● **AIM**: Present the lines below, from the one containing "Objective: provide one point per instance of the ocean." through the end of the records, both included, as a JSON list of strings with one string per line and any blank lines omitted.
## start TASK DATA
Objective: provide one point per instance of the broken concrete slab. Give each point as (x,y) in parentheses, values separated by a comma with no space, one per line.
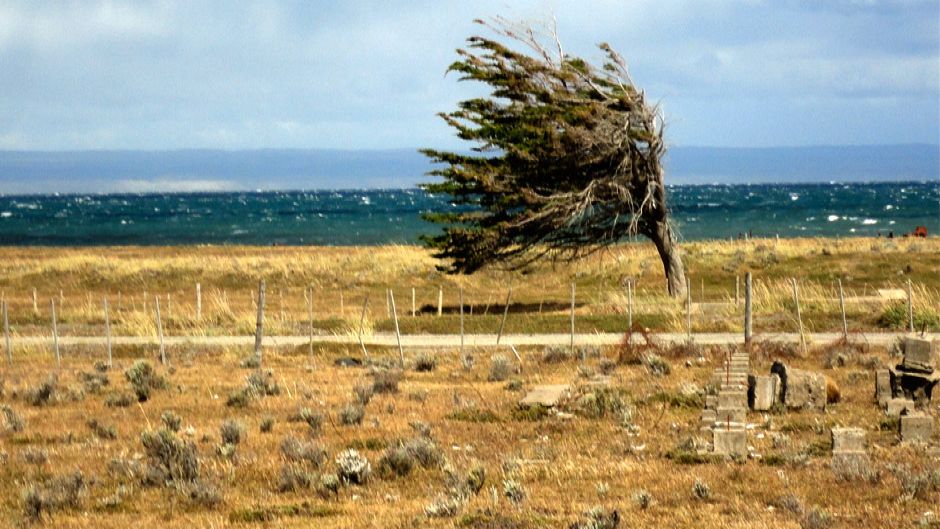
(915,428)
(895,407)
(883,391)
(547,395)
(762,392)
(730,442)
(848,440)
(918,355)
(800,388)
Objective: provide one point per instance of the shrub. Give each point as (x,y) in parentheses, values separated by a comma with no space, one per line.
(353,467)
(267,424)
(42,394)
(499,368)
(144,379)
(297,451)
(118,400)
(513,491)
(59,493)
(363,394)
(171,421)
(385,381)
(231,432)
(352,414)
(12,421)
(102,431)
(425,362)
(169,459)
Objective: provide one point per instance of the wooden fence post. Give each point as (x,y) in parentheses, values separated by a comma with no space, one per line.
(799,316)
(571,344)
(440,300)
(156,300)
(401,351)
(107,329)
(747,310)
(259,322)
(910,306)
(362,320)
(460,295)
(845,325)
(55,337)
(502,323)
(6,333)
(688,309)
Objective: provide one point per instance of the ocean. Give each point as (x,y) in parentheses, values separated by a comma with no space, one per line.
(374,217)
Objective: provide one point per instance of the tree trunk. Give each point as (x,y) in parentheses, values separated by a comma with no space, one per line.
## end TASK DATA
● **WORKED ANSWER**:
[
  "Objective: provide one point per instance of the ocean. Give each point as (x,y) in parentheses, values separated by a comma with no space, one per line.",
  "(374,217)",
  "Objective: provide one point per instance of the tree trunk. Give each point as (x,y) in parentheses, values separated by a comma with no space, one per line."
]